** Requirement **
Pick out every line of the records below that contains the string "stupa", and copy each one. Matching is case-sensitive.

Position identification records

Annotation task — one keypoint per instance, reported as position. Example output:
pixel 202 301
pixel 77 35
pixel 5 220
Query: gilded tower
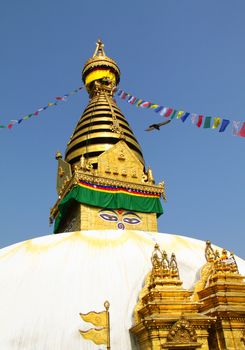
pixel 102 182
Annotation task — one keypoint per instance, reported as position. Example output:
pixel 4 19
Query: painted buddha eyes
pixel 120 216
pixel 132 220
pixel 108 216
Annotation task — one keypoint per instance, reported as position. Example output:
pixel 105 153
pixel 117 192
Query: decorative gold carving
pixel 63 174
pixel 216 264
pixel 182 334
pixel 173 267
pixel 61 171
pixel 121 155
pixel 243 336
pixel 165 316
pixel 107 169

* * *

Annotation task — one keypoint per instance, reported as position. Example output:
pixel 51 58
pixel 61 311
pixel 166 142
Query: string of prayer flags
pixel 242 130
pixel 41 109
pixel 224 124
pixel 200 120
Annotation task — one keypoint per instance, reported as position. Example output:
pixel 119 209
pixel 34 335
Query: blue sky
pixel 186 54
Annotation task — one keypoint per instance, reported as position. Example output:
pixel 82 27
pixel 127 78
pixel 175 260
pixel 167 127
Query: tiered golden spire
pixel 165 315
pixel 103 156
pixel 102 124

--

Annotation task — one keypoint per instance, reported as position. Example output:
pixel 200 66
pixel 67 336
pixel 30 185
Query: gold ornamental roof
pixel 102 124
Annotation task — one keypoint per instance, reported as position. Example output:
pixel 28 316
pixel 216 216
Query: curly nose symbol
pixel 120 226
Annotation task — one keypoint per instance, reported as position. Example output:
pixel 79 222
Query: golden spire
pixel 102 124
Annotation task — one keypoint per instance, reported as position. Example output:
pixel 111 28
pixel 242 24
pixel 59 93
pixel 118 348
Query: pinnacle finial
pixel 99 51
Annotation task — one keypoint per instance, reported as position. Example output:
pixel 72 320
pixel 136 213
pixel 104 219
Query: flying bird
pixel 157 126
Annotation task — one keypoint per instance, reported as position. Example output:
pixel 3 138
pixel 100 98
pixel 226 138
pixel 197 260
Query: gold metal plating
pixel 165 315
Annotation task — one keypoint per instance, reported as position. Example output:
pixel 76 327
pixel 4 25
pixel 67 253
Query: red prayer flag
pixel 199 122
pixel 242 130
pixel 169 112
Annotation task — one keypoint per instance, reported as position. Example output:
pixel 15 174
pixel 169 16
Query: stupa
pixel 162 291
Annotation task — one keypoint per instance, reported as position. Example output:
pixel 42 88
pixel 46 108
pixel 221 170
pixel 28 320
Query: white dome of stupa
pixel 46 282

** Response to the task **
Query: stupa
Query: white dome of stupa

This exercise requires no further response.